Collected data entries
* * * * * * * * *

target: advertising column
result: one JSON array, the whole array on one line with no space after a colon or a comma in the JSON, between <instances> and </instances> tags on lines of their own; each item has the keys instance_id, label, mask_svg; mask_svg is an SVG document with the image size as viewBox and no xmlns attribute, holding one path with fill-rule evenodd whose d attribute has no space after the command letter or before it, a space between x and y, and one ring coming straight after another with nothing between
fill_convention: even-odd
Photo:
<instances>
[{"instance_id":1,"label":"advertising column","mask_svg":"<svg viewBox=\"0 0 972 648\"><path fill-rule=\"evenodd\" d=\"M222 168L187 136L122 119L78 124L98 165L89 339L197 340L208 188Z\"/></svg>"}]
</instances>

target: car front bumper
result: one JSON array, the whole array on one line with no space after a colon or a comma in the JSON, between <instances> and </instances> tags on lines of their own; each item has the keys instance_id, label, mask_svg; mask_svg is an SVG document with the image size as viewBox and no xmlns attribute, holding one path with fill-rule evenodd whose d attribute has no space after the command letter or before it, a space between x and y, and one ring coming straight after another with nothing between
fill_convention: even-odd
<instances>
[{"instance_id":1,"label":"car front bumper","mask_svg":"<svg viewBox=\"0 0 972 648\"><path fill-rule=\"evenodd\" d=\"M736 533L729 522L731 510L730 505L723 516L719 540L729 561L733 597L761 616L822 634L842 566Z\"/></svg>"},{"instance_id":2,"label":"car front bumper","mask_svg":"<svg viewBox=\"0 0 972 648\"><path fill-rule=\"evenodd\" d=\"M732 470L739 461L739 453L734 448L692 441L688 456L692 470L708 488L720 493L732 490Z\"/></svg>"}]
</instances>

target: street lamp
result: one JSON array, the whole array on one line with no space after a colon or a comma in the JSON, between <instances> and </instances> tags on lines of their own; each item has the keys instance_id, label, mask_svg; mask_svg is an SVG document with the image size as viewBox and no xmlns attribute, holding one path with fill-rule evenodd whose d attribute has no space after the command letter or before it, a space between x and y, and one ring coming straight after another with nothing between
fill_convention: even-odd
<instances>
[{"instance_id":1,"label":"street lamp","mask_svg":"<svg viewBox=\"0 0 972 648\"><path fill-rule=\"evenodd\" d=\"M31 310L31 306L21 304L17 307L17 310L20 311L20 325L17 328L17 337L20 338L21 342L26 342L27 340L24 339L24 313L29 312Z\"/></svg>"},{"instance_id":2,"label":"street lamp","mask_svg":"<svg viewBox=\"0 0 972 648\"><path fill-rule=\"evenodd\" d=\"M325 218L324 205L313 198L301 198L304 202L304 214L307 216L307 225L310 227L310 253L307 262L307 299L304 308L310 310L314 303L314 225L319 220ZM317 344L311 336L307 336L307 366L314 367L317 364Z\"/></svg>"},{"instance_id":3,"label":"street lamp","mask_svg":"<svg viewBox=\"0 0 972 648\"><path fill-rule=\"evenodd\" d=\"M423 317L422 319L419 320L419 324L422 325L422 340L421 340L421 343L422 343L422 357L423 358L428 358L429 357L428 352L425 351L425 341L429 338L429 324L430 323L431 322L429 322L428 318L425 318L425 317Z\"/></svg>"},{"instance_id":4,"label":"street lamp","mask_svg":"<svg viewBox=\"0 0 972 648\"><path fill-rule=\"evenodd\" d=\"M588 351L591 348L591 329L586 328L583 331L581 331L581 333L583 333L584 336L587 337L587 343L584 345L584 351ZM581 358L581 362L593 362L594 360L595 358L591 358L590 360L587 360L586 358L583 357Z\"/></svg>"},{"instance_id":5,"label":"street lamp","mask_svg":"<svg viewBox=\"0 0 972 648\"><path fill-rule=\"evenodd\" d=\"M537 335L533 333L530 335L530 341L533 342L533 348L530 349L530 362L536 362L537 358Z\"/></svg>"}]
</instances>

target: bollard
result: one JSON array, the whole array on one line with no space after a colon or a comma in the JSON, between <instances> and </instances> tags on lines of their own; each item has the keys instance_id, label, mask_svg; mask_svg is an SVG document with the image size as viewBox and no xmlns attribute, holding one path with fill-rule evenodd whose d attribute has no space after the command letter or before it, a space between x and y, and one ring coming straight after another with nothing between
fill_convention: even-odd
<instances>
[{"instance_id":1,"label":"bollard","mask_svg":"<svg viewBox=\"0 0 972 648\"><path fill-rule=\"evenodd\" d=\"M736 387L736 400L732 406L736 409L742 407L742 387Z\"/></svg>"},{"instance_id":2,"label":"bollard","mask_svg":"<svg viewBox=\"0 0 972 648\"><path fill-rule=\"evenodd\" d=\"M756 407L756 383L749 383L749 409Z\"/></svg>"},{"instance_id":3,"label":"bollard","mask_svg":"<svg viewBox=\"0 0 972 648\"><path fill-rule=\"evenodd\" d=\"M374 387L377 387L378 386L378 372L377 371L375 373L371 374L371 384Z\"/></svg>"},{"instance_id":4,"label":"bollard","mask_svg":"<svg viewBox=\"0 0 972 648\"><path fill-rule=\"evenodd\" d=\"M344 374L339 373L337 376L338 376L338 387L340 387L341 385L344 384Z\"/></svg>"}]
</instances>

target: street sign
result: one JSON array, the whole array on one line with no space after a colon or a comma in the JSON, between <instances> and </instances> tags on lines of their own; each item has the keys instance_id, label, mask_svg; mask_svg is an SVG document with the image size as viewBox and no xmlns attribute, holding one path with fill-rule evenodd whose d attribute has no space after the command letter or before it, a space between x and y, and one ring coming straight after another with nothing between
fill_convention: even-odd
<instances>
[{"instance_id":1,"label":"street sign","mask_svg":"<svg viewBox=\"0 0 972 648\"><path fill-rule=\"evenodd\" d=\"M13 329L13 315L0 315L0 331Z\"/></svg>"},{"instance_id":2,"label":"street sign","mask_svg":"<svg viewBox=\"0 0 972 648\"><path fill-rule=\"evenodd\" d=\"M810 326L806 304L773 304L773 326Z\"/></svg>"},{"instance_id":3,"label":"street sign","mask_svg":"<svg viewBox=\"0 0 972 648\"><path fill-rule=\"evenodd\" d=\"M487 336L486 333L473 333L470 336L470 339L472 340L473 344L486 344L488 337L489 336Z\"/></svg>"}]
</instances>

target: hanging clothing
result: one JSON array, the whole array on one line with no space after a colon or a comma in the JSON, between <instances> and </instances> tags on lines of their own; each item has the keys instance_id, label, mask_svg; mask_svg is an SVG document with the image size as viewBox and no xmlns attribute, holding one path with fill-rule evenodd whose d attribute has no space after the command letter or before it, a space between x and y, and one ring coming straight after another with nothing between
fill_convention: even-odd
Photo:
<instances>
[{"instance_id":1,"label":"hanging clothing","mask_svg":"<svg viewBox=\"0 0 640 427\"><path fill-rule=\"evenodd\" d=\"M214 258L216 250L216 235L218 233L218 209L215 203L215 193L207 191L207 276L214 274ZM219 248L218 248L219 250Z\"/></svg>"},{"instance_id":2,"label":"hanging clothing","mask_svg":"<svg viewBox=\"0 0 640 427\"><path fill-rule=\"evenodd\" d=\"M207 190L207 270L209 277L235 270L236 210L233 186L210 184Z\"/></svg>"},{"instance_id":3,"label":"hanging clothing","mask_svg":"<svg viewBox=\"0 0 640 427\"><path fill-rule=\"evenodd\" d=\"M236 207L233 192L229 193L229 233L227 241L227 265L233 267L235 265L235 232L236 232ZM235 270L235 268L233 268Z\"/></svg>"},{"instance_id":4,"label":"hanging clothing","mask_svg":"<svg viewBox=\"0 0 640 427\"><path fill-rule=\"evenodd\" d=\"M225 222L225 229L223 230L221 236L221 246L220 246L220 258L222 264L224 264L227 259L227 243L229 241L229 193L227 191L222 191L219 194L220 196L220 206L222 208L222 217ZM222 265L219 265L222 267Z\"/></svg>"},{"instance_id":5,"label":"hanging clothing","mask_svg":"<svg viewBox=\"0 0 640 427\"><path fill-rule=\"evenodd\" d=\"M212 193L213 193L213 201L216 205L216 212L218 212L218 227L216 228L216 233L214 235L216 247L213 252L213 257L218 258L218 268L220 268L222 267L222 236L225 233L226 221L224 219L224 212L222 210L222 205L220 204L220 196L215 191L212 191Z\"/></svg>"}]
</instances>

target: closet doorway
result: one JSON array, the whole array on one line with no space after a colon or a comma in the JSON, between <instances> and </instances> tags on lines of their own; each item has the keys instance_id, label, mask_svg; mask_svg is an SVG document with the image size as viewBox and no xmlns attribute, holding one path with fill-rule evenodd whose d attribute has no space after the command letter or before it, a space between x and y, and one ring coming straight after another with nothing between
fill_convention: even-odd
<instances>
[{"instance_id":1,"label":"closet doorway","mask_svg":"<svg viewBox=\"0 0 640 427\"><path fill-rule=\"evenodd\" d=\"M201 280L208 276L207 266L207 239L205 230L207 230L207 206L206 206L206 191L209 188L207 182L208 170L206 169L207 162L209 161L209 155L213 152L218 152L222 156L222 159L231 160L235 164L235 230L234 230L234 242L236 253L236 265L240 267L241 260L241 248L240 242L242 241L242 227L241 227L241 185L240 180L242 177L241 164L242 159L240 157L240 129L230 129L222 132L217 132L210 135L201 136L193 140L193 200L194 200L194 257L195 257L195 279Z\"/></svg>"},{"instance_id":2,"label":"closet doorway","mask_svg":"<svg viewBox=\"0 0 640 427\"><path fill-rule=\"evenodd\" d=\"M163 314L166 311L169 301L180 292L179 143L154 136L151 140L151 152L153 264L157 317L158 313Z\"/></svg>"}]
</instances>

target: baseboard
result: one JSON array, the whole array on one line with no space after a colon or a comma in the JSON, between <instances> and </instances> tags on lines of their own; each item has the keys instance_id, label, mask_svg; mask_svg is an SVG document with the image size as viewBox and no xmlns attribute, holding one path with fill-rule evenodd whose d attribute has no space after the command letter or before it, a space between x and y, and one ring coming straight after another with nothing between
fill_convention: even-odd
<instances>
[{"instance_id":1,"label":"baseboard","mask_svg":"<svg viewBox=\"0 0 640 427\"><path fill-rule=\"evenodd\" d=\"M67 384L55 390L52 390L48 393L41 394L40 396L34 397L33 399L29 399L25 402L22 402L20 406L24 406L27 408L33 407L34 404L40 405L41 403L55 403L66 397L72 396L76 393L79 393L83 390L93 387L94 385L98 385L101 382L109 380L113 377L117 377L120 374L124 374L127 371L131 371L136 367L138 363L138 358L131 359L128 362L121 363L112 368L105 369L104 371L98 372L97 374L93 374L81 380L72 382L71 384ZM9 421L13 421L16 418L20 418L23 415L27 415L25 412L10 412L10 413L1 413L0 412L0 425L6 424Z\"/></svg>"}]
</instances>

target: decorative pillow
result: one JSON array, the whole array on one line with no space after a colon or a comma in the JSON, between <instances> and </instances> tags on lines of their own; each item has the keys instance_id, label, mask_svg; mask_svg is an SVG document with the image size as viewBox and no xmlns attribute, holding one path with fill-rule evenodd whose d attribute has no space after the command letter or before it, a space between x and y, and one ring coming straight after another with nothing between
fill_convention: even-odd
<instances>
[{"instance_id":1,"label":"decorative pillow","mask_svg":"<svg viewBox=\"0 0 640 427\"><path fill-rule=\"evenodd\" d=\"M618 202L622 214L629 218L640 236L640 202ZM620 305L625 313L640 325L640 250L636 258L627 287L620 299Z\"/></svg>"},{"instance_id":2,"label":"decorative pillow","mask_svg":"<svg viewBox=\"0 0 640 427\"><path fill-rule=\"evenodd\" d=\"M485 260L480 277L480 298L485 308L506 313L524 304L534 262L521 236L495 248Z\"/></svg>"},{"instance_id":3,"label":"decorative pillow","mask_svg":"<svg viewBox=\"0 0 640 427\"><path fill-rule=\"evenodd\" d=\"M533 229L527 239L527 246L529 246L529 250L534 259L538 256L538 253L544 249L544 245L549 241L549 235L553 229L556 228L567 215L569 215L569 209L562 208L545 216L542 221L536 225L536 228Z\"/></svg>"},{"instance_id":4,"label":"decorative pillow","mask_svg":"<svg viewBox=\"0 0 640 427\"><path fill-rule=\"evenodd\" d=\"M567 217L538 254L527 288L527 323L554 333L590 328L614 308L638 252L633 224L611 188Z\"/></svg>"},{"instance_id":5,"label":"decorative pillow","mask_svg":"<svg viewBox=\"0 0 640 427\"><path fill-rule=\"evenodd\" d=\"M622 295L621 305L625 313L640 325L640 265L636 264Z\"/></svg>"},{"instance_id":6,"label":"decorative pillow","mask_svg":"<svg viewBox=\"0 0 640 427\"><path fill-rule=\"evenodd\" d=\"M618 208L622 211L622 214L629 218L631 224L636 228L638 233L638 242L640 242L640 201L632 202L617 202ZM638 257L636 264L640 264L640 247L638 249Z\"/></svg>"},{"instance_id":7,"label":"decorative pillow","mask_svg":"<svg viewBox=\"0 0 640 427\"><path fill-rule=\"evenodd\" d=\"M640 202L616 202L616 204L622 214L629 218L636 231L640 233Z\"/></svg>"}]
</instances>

* * * * * * * * *

*What is required:* Look over the records. Copy the lines that include the word "target".

*Exercise output:*
target: advertising column
target: car front bumper
target: street lamp
target: bollard
target: street sign
target: hanging clothing
target: closet doorway
target: baseboard
target: decorative pillow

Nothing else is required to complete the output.